* [The tasks]:
1 - According to the svelte-store-tree article, what kind of structures is svelte-store-tree designed to manage?
2 - Reproduce verbatim the passage of the svelte-store-tree article from "Recently I released" to "structures in Svelte.".

[Begin Reading passage]

Why I failed to create the "Solid.js's store" for Svelte, and announcing svelte-store-tree v0.3.1

Recently I released a new version of svelte-store-tree. It's a state management library for Svelte that I started to develop two months ago, and redesigned its API in the latest version. Today, let me introduce the detailed usage of svelte-store-tree, and compare with a similar library: Solid.js's store feature. Then, I'll share you with a problem of Svelte's store. I'm glad if this article helps you review the design of Svelte in the future.

Summary

• svelte-store-tree is a state management library for managing tree-like nested structures in Svelte.
• I referred a similar library, Solid.js's store, before creating it. But by contrast with Solid.js's store, svelte-store-tree requires selecting the value inside the store with its choose function to handle union type values. It's due to the design of Svelte's store that confines "the API to read the current value of the store" and "the API to update the value of the store" into a single store object.

Introduction to svelte-store-tree

As the name shows, svelte-store-tree adds¹ methods to the store objects of Svelte, to easily work with trees (nested structures). I developed it for building a complex tree structure intuitively in my current job with Svelte.

Example Usage

From this section, I'll use the type below in the example app you can run here.

[End Reading passage]
[Begin Listed records]

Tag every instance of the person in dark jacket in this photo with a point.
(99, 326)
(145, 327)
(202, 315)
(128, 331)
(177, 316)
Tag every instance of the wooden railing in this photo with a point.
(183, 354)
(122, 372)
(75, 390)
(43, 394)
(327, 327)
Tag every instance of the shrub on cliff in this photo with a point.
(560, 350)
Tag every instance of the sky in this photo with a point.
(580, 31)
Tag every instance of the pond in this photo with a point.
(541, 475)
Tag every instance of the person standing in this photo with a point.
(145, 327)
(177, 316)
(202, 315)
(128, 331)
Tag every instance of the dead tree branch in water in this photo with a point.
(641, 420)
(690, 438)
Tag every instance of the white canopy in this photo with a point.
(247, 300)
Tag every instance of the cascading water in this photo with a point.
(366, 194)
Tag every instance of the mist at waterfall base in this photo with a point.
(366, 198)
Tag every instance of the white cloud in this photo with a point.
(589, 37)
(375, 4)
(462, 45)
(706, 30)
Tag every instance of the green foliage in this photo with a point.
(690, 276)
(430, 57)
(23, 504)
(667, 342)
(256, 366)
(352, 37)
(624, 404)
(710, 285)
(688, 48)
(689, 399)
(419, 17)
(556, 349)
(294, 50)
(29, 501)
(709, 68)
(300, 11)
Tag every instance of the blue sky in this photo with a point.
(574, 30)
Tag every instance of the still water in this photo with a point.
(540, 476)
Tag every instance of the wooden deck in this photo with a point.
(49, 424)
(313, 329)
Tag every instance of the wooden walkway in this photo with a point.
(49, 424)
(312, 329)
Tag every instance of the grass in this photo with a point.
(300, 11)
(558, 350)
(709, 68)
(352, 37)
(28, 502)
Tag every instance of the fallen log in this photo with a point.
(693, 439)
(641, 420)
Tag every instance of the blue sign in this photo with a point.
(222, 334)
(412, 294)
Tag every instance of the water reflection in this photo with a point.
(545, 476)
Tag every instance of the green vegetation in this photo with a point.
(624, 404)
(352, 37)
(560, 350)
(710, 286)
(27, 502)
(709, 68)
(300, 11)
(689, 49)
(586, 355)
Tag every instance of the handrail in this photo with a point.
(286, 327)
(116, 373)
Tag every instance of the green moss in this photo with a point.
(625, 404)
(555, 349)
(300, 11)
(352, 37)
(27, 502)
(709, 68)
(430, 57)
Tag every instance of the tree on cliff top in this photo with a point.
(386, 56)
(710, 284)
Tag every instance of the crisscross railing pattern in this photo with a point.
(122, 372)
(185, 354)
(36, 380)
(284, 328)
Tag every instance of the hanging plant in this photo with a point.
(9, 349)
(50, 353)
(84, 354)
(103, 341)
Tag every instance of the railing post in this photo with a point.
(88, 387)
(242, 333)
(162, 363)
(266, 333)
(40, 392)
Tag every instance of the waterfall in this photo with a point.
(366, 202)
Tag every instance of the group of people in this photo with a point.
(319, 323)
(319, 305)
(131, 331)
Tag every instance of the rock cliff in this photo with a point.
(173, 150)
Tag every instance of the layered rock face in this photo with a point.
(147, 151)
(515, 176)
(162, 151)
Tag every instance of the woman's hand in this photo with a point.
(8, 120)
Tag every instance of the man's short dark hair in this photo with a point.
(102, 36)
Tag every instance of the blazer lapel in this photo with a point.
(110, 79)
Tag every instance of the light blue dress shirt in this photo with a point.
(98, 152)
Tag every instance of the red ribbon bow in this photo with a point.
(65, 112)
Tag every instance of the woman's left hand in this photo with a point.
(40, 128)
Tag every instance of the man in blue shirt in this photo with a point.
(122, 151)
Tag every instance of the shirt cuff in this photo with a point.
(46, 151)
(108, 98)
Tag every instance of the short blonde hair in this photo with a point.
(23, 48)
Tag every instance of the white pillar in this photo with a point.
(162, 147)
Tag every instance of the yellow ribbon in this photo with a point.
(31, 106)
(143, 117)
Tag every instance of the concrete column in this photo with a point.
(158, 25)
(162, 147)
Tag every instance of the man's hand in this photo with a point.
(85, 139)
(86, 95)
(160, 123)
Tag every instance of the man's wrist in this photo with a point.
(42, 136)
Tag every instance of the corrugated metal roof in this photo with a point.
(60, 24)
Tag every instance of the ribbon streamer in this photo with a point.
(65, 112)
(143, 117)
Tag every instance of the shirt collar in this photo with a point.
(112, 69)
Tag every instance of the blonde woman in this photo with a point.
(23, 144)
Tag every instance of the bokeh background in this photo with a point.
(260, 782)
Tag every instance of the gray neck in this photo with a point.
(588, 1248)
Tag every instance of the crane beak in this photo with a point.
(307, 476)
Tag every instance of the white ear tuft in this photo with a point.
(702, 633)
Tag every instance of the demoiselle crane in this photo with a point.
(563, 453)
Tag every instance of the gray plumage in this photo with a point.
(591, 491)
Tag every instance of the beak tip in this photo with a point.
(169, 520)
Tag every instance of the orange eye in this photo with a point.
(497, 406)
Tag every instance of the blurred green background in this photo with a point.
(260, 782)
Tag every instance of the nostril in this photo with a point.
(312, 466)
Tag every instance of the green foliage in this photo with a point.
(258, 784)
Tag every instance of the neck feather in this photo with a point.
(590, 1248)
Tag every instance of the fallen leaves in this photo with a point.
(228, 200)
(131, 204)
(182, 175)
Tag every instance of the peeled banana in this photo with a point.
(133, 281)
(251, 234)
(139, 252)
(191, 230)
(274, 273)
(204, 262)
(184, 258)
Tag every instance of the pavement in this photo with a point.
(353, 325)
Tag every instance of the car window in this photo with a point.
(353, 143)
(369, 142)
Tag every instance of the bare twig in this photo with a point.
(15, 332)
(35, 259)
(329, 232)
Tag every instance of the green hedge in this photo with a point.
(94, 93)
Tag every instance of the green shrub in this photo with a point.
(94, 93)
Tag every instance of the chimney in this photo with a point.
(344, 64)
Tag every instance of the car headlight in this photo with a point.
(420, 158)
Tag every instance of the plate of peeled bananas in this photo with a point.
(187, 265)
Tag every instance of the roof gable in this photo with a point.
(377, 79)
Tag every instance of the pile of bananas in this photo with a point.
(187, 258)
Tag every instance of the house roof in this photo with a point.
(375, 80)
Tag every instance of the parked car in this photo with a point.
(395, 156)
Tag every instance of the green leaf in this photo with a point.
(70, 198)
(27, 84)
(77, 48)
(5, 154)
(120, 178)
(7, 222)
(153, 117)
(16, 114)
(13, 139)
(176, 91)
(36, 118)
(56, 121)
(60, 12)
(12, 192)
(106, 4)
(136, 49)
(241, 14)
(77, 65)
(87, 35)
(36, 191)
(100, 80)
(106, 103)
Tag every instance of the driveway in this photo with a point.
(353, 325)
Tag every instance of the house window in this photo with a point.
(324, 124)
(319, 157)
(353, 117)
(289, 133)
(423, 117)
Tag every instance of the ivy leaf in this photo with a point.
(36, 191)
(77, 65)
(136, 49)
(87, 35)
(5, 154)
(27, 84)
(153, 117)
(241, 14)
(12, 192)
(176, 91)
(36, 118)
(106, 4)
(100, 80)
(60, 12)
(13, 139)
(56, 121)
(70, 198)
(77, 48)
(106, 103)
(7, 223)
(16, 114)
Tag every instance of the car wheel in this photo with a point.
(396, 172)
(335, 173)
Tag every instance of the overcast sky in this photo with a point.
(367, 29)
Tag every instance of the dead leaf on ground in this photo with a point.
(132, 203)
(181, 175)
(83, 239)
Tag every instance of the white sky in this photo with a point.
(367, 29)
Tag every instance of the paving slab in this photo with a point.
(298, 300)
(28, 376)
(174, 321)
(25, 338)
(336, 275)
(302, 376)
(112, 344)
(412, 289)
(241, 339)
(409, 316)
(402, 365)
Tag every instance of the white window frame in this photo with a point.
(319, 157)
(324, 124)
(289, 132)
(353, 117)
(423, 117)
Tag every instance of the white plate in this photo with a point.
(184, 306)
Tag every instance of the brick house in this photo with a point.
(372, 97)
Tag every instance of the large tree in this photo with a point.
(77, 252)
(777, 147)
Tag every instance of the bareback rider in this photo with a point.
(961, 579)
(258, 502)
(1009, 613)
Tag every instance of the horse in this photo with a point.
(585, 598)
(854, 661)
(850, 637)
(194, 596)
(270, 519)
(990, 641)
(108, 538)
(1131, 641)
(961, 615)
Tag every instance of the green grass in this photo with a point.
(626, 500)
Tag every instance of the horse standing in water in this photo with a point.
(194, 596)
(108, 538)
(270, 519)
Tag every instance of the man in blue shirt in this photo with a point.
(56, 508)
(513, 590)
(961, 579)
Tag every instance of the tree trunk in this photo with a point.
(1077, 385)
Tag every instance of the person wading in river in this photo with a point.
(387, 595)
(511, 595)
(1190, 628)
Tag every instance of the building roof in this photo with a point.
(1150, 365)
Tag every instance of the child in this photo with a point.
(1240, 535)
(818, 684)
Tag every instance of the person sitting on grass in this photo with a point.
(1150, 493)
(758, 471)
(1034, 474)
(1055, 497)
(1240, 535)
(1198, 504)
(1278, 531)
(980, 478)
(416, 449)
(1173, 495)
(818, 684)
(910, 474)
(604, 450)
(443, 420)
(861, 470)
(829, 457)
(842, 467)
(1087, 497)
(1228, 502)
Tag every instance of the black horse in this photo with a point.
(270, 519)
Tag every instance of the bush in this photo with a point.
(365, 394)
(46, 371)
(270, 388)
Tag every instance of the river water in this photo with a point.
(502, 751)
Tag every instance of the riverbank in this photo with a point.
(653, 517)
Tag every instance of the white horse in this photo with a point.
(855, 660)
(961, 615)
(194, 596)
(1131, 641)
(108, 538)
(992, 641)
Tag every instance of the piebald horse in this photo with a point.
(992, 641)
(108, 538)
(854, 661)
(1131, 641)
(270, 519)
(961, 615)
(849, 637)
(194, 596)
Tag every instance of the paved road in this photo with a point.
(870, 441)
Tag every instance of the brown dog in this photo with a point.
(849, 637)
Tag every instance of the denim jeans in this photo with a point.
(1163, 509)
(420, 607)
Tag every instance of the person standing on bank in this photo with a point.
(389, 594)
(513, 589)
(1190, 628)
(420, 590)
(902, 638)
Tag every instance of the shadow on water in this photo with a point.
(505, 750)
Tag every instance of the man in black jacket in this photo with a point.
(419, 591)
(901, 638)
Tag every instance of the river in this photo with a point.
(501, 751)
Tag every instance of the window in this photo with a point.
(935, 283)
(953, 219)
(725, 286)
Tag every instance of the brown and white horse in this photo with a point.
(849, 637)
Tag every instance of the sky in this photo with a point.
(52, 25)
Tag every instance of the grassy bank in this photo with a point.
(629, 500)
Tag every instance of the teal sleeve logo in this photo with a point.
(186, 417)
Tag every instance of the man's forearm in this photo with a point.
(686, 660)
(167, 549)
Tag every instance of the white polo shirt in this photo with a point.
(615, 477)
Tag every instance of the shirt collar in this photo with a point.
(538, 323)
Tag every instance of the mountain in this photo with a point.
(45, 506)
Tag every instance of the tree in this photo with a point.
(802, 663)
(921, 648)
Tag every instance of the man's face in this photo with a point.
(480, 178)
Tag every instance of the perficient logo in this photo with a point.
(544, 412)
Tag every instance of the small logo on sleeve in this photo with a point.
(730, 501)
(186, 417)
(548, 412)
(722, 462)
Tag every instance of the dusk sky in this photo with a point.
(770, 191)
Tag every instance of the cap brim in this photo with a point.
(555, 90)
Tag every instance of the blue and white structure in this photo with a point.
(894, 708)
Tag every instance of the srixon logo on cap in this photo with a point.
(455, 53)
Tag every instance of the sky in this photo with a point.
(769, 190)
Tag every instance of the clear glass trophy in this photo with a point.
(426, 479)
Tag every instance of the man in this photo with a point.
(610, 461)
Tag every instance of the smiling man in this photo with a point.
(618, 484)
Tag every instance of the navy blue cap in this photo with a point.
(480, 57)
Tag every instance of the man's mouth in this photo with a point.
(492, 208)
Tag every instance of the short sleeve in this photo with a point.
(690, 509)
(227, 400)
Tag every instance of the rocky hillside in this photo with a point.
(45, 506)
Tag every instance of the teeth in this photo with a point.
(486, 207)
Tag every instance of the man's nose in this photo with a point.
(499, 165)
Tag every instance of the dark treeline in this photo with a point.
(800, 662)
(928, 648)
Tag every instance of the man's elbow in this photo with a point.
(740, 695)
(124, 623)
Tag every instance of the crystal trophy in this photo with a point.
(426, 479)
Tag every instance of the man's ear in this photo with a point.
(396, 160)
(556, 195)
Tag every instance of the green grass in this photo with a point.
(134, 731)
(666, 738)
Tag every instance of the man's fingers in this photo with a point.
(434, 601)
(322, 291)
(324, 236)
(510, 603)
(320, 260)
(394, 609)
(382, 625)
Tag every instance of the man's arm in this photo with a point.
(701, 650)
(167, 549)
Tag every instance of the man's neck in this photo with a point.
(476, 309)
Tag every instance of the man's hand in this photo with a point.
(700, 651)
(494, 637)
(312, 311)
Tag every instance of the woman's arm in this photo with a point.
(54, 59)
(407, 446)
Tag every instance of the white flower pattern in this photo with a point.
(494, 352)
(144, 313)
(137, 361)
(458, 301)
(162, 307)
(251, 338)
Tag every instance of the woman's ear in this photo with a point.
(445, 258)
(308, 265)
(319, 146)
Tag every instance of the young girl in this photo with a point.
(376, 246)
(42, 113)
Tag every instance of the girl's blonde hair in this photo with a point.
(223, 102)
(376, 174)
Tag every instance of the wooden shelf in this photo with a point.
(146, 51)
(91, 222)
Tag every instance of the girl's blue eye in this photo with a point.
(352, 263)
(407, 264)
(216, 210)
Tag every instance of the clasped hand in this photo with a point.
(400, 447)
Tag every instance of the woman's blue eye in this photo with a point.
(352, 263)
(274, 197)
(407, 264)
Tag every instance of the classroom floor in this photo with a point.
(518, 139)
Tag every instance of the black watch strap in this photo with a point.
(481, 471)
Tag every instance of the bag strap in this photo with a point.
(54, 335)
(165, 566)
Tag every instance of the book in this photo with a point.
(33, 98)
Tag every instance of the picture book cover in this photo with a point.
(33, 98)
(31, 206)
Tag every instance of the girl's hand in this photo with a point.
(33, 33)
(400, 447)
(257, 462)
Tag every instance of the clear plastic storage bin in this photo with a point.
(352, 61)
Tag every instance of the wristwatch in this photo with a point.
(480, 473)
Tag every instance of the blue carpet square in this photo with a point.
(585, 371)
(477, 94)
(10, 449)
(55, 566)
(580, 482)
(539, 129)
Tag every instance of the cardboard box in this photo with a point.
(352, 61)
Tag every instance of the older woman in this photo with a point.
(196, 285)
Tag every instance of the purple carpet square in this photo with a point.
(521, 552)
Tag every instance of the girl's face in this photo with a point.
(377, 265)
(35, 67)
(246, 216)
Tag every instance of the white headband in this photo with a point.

[End Listed records]

* [Task-by-task solutions]:
1 - Tree-like nested structures in Svelte.

2 -
Recently I released a new version of svelte-store-tree. It's a state management library for Svelte that I started to develop two months ago, and redesigned its API in the latest version. Today, let me introduce the detailed usage of svelte-store-tree, and compare with a similar library: Solid.js's store feature. Then, I'll share you with a problem of Svelte's store. I'm glad if this article helps you review the design of Svelte in the future.

Summary

• svelte-store-tree is a state management library for managing tree-like nested structures in Svelte.